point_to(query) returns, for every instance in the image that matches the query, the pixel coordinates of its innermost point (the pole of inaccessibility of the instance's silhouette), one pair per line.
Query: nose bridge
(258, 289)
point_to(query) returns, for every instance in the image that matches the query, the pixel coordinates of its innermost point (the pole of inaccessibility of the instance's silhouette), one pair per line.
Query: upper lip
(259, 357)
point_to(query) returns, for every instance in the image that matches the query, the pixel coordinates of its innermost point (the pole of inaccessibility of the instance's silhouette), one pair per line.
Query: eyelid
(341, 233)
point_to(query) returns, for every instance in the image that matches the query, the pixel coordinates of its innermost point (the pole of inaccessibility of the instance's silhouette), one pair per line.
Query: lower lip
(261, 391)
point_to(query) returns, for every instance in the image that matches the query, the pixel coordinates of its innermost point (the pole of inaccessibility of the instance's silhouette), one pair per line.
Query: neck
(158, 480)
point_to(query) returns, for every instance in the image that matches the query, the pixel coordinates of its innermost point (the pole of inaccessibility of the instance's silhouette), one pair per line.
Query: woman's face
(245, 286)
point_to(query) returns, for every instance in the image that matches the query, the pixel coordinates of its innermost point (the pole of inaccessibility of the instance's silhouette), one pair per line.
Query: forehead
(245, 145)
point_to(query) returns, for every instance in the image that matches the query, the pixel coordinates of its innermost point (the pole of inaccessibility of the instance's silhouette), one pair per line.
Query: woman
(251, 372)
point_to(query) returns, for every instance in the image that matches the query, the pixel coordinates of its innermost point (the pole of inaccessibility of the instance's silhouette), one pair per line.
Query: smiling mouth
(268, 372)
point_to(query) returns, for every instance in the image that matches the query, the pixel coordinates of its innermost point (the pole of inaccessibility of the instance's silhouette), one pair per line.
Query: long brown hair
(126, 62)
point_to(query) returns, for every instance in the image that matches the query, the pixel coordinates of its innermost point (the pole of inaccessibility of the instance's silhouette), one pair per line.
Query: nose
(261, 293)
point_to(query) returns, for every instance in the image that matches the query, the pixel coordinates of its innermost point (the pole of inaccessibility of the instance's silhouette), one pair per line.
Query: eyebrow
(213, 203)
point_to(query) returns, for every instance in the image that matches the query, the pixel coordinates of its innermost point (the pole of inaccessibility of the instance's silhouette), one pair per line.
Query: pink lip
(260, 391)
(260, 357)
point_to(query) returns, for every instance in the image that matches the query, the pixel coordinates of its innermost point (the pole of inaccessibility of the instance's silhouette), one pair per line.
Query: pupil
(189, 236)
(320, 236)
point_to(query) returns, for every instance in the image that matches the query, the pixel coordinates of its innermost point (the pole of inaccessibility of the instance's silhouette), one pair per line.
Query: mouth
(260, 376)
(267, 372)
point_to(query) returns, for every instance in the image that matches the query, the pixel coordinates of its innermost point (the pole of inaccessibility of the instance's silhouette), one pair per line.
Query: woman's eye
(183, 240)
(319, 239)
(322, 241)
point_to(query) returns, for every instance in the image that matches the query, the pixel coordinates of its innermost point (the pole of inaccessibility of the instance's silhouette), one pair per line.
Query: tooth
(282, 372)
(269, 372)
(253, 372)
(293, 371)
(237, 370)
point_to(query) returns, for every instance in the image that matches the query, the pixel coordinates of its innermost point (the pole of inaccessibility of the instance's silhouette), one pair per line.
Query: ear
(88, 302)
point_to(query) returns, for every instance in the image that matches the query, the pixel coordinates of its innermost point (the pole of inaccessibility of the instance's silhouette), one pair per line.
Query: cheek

========================

Aim.
Exactly reproduce every record.

Finished answer.
point_to(query) returns, for every instance in the image that matches the query, the pixel coordinates of its innermost point (the pole of inaccessibility of the instance's silhouette), one pair per line.
Query: nose bridge
(258, 289)
point_to(query) returns, for every instance in the image that matches the query, the pixel coordinates of its innermost point (the pole of inaccessibility of the instance's silhouette), one pair per line.
Query: upper lip
(259, 357)
point_to(query) returns, for every instance in the image that matches the query, the pixel coordinates of its innermost point (the pole of inaccessibility of the instance's silhouette), one pair per line.
Query: eyelid
(341, 233)
point_to(query) returns, for every instance in the image that matches the query, the pixel coordinates of its innermost point (the pole of inaccessibility of the instance's silhouette), one pair per line.
Query: lower lip
(261, 391)
point_to(query) returns, for every instance in the image that matches the query, the pixel coordinates of its innermost point (the pole of inaccessibility of the instance's silhouette), one pair per line.
Query: neck
(158, 480)
point_to(query) returns, for every instance in the image that matches the query, the pixel coordinates of its innermost point (the pole of inaccessibility of the instance's silhouette), one pair per line.
Query: woman's face
(245, 286)
point_to(query) returns, for every instance in the image that matches the query, the pixel coordinates of its innermost point (the pole of inaccessibility of the instance's silhouette), one pair per line.
Query: forehead
(245, 145)
point_to(query) returns, for every instance in the image that matches the query, the pixel coordinates of its innermost point (the pole of inaccessibility of the instance's silhouette), one pair per line.
Query: woman
(251, 372)
point_to(query) returns, for every instance in the image that matches the query, the pixel coordinates of its innermost point (the pole of inaccessibility of the instance's silhouette), one pair per line.
Query: smiling mouth
(268, 372)
point_to(query) returns, for every instance in the image that matches the query, the pixel coordinates of its innermost point (the pole of inaccessibility of the instance's silhouette), one pair per line.
Query: long brown hair
(126, 62)
point_to(query) returns, for every instance in the image that matches the query, the pixel coordinates of its innermost point (the pole of inaccessibility of the instance's silhouette), one pair per line.
Query: nose
(261, 293)
point_to(query) returns, for every instance in the image that matches the query, the pixel coordinates of its innermost point (the pole of inaccessibility of the instance's silhouette), one pair per line.
Query: eyebrow
(213, 203)
point_to(query) returns, for every instance in the image that matches the query, the pixel coordinates of its innermost point (the pole of inaccessibility of the instance's silhouette), one pair per line.
Query: pink lip
(260, 391)
(260, 357)
point_to(query) returns, for every instance in the image that matches the query, the pixel coordinates of its innermost point (the pole of inaccessibility of the instance's silhouette), one pair per line.
Query: pupil
(189, 236)
(320, 236)
point_to(query) returns, for every instance in the image that matches the query, the pixel coordinates of its innermost point (the pole of inaccessibility of the instance's silhouette), one pair per line.
Query: mouth
(260, 376)
(267, 372)
point_to(query) returns, for every instance in the image that matches the query, the pixel coordinates of its innermost point (the pole of inaccessibility of the instance's silhouette), one pair per line.
Query: woman's eye
(183, 240)
(319, 239)
(322, 241)
point_to(query) returns, for every instance in the image that matches the query, the pixel coordinates of its innermost point (the pole of inaccessibility of the instance's silhouette), one pair per line.
Query: tooth
(282, 372)
(269, 372)
(253, 372)
(293, 371)
(237, 370)
point_to(query) returns, for every instance in the image that matches the query, the pixel coordinates of its innermost point (the pole of inaccessibility of the instance's silhouette), one pair per line.
Query: ear
(88, 302)
point_to(query) returns, for every instance in the image that matches the query, the pixel coordinates of its innermost point (the pole of inaccessibility of the instance's silhouette), one pair per line.
Query: cheek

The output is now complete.